4.4 Algorithm Overview

ALGORITHM: Async File Reader

INPUT: filename from command line
OUTPUT: file contents to stdout

1. PARSE ARGUMENTS
   - Get filename from argv[1]
   - Validate argument exists

2. OPEN FILE
   - Call uv_fs_open(filename, on_open)
   - Run loop

3. ON_OPEN CALLBACK
   - Check result for errors
   - If error, print message and exit
   - If success, save fd
   - Allocate buffer
   - Call uv_fs_read(fd, buffer, on_read)

4. ON_READ CALLBACK
   - If result < 0: error, call close
   - If result == 0: EOF, call close
   - If result > 0:
     - Print result bytes to stdout
     - Call uv_fs_read again (loop)

▸ **Dataset records**:
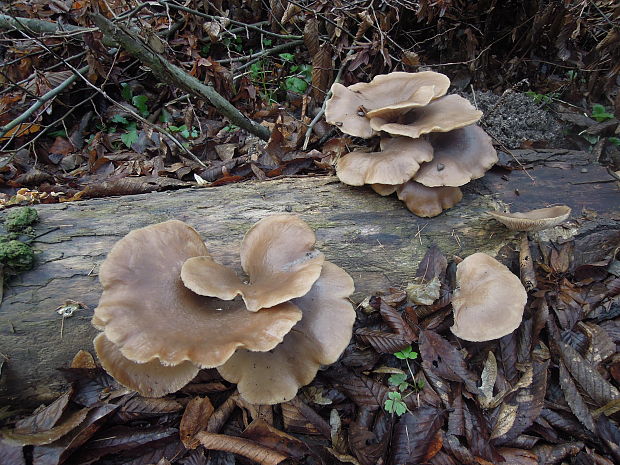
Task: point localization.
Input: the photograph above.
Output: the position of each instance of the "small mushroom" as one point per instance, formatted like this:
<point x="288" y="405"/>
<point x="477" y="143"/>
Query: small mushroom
<point x="148" y="314"/>
<point x="533" y="220"/>
<point x="460" y="156"/>
<point x="318" y="339"/>
<point x="489" y="300"/>
<point x="441" y="115"/>
<point x="278" y="255"/>
<point x="394" y="92"/>
<point x="428" y="201"/>
<point x="397" y="162"/>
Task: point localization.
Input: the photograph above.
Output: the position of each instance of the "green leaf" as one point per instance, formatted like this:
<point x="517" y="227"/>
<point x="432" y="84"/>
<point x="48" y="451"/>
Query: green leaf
<point x="406" y="353"/>
<point x="165" y="116"/>
<point x="295" y="84"/>
<point x="139" y="102"/>
<point x="119" y="119"/>
<point x="397" y="379"/>
<point x="126" y="92"/>
<point x="131" y="136"/>
<point x="600" y="114"/>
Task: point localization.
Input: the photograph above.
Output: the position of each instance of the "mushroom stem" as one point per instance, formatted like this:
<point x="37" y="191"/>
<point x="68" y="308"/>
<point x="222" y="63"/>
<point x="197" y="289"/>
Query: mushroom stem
<point x="526" y="264"/>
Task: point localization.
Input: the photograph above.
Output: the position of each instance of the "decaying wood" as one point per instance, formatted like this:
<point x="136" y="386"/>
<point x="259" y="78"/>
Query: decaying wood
<point x="374" y="238"/>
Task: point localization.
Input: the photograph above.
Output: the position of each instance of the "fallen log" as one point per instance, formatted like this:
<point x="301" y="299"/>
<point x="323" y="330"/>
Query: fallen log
<point x="374" y="238"/>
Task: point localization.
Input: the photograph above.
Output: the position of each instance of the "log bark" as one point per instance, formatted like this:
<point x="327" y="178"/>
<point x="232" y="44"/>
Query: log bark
<point x="374" y="238"/>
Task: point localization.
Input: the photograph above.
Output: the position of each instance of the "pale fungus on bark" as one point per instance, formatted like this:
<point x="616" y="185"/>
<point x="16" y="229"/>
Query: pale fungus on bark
<point x="489" y="300"/>
<point x="427" y="137"/>
<point x="533" y="220"/>
<point x="168" y="308"/>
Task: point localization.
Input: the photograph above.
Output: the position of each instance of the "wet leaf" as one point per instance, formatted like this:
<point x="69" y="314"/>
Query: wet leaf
<point x="11" y="454"/>
<point x="518" y="456"/>
<point x="266" y="435"/>
<point x="244" y="447"/>
<point x="443" y="358"/>
<point x="574" y="399"/>
<point x="195" y="418"/>
<point x="57" y="452"/>
<point x="221" y="414"/>
<point x="145" y="407"/>
<point x="45" y="418"/>
<point x="610" y="435"/>
<point x="362" y="390"/>
<point x="383" y="342"/>
<point x="47" y="436"/>
<point x="588" y="378"/>
<point x="525" y="406"/>
<point x="414" y="435"/>
<point x="300" y="418"/>
<point x="550" y="454"/>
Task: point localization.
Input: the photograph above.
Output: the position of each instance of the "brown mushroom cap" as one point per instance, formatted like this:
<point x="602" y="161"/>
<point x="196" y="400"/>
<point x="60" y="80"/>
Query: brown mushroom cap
<point x="428" y="201"/>
<point x="151" y="379"/>
<point x="489" y="300"/>
<point x="278" y="255"/>
<point x="397" y="162"/>
<point x="460" y="156"/>
<point x="398" y="91"/>
<point x="318" y="339"/>
<point x="533" y="220"/>
<point x="441" y="115"/>
<point x="147" y="312"/>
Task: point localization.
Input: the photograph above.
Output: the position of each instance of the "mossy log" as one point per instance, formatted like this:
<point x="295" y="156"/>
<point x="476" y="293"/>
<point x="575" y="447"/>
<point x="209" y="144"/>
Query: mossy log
<point x="374" y="238"/>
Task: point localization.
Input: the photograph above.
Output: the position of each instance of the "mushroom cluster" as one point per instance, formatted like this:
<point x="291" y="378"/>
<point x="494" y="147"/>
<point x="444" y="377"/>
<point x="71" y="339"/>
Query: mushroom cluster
<point x="169" y="309"/>
<point x="429" y="145"/>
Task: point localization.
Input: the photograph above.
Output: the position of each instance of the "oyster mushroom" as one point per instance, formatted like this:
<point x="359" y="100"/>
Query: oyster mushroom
<point x="397" y="162"/>
<point x="395" y="92"/>
<point x="489" y="300"/>
<point x="278" y="255"/>
<point x="157" y="333"/>
<point x="428" y="201"/>
<point x="318" y="339"/>
<point x="533" y="220"/>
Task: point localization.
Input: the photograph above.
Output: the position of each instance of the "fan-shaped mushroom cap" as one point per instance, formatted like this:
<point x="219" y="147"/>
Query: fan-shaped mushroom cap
<point x="428" y="201"/>
<point x="441" y="115"/>
<point x="460" y="156"/>
<point x="149" y="314"/>
<point x="489" y="300"/>
<point x="396" y="163"/>
<point x="278" y="255"/>
<point x="533" y="220"/>
<point x="386" y="93"/>
<point x="151" y="379"/>
<point x="318" y="339"/>
<point x="384" y="189"/>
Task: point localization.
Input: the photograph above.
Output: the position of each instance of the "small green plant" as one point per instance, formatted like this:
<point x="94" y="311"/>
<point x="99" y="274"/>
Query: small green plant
<point x="185" y="131"/>
<point x="395" y="404"/>
<point x="599" y="113"/>
<point x="406" y="353"/>
<point x="399" y="380"/>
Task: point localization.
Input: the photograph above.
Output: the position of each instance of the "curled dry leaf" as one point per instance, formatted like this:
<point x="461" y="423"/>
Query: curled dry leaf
<point x="415" y="436"/>
<point x="249" y="449"/>
<point x="195" y="419"/>
<point x="443" y="358"/>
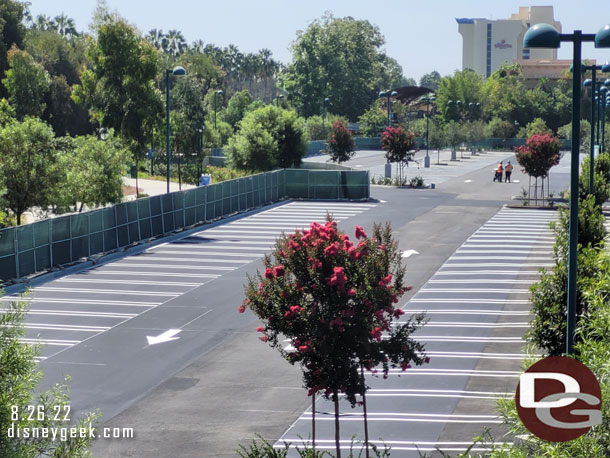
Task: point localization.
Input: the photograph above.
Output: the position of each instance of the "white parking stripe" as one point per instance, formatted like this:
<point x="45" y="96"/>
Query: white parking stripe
<point x="108" y="291"/>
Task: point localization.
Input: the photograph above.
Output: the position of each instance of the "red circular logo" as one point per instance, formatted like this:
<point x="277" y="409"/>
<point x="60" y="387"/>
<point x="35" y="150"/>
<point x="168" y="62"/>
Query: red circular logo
<point x="559" y="399"/>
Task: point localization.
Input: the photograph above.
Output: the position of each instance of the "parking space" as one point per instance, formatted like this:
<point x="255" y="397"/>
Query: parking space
<point x="72" y="309"/>
<point x="478" y="309"/>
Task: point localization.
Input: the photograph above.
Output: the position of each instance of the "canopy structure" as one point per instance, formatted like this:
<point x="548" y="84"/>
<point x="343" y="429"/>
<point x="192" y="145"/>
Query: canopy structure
<point x="408" y="94"/>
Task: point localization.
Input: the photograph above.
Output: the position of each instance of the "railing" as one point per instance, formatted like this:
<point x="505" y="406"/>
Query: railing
<point x="36" y="247"/>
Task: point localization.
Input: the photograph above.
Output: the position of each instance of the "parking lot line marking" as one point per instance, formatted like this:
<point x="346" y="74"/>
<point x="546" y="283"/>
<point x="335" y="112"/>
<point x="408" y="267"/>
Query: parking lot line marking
<point x="108" y="291"/>
<point x="54" y="342"/>
<point x="65" y="327"/>
<point x="81" y="313"/>
<point x="471" y="301"/>
<point x="505" y="258"/>
<point x="497" y="264"/>
<point x="210" y="253"/>
<point x="80" y="301"/>
<point x="494" y="281"/>
<point x="172" y="266"/>
<point x="459" y="311"/>
<point x="125" y="282"/>
<point x="147" y="274"/>
<point x="477" y="290"/>
<point x="192" y="248"/>
<point x="163" y="258"/>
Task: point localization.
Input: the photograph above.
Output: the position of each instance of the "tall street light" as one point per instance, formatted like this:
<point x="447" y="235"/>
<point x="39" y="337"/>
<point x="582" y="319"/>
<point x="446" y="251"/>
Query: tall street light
<point x="178" y="71"/>
<point x="325" y="103"/>
<point x="388" y="94"/>
<point x="545" y="36"/>
<point x="603" y="93"/>
<point x="428" y="101"/>
<point x="218" y="92"/>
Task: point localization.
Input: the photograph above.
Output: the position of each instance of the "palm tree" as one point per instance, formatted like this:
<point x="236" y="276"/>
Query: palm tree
<point x="65" y="26"/>
<point x="157" y="38"/>
<point x="43" y="22"/>
<point x="198" y="46"/>
<point x="176" y="43"/>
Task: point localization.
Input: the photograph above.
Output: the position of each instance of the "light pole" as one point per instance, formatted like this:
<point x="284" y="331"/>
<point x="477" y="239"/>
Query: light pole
<point x="218" y="92"/>
<point x="545" y="36"/>
<point x="324" y="105"/>
<point x="388" y="94"/>
<point x="178" y="71"/>
<point x="428" y="101"/>
<point x="603" y="92"/>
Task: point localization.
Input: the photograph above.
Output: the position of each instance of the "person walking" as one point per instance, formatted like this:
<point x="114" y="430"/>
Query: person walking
<point x="508" y="170"/>
<point x="498" y="174"/>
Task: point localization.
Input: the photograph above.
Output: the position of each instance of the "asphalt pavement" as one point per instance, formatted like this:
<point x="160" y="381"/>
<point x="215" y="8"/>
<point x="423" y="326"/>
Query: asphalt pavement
<point x="209" y="384"/>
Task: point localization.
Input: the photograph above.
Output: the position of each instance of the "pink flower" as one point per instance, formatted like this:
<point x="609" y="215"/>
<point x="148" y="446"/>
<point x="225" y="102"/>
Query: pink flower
<point x="360" y="234"/>
<point x="338" y="277"/>
<point x="278" y="271"/>
<point x="332" y="249"/>
<point x="376" y="334"/>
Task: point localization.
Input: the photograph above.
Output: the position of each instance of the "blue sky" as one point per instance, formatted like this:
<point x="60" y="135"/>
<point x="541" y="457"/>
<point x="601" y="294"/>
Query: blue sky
<point x="421" y="35"/>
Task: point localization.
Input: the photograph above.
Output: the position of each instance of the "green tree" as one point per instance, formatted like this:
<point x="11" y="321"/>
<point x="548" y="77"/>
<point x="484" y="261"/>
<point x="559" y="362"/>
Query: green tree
<point x="237" y="107"/>
<point x="92" y="172"/>
<point x="373" y="121"/>
<point x="333" y="299"/>
<point x="269" y="137"/>
<point x="340" y="143"/>
<point x="119" y="86"/>
<point x="430" y="80"/>
<point x="464" y="86"/>
<point x="12" y="32"/>
<point x="26" y="164"/>
<point x="19" y="377"/>
<point x="27" y="83"/>
<point x="340" y="57"/>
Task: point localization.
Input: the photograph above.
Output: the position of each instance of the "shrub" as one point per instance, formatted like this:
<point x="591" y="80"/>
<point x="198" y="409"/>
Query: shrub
<point x="269" y="137"/>
<point x="340" y="143"/>
<point x="373" y="121"/>
<point x="317" y="127"/>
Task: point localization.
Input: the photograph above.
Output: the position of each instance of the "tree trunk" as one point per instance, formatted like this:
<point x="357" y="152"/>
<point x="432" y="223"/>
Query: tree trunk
<point x="337" y="427"/>
<point x="366" y="421"/>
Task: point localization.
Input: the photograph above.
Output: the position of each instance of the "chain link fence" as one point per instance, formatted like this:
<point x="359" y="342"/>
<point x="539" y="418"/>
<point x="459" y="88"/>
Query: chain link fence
<point x="40" y="246"/>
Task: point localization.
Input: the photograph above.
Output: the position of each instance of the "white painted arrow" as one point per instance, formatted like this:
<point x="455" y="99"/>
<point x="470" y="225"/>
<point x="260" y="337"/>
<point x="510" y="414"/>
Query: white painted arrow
<point x="163" y="337"/>
<point x="408" y="253"/>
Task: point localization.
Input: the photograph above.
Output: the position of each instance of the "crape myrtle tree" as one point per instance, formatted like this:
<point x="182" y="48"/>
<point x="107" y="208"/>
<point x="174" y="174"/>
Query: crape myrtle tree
<point x="397" y="143"/>
<point x="340" y="142"/>
<point x="537" y="156"/>
<point x="335" y="300"/>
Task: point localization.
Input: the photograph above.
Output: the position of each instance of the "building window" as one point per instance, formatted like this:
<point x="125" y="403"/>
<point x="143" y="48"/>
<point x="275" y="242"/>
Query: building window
<point x="488" y="50"/>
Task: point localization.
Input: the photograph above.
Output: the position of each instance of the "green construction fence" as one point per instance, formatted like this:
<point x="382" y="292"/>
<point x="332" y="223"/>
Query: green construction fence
<point x="40" y="246"/>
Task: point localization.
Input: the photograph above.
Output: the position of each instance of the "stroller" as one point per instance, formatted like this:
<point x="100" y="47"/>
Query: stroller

▸ **Aim**:
Continue the async file reader algorithm outline from its last line and write the steps that come next.

▸ **The response**:
5. ON_CLOSE CALLBACK
   - Cleanup all uv_fs_t requests
   - Free buffer
   - Loop exits automatically

5. Implementation Guide

5.1 Development Environment Setup

# Create project directory
mkdir uv-cat && cd uv-cat

# Create files
touch main.c

# Create Makefile
cat > Makefile << 'EOF'
CC = gcc
CFLAGS = -Wall -Wextra -g $(shell pkg-config --cflags libuv)
LDFLAGS = $(shell pkg-config --libs libuv)

uv-cat: main.c
	$(CC) $(CFLAGS) -o $@ $^ $(LDFLAGS)

clean:
	rm -f uv-cat

.PHONY: clean
EOF

5.2 Project Structure

uv-cat/
├── Makefile
└── main.c

5.3 The Core Question You’re Answering

How do you sequence multiple asynchronous operations when each depends on the result of the previous one?

The answer: Callback chaining - each callback initiates the next operation.

5.4 Concepts You Must Understand First

What’s the difference between uv_fs_t and uv_tcp_t?
- uv_fs_t is a request (one operation)
- uv_tcp_t is a handle (long-lived)
Why does file I/O use a threadpool?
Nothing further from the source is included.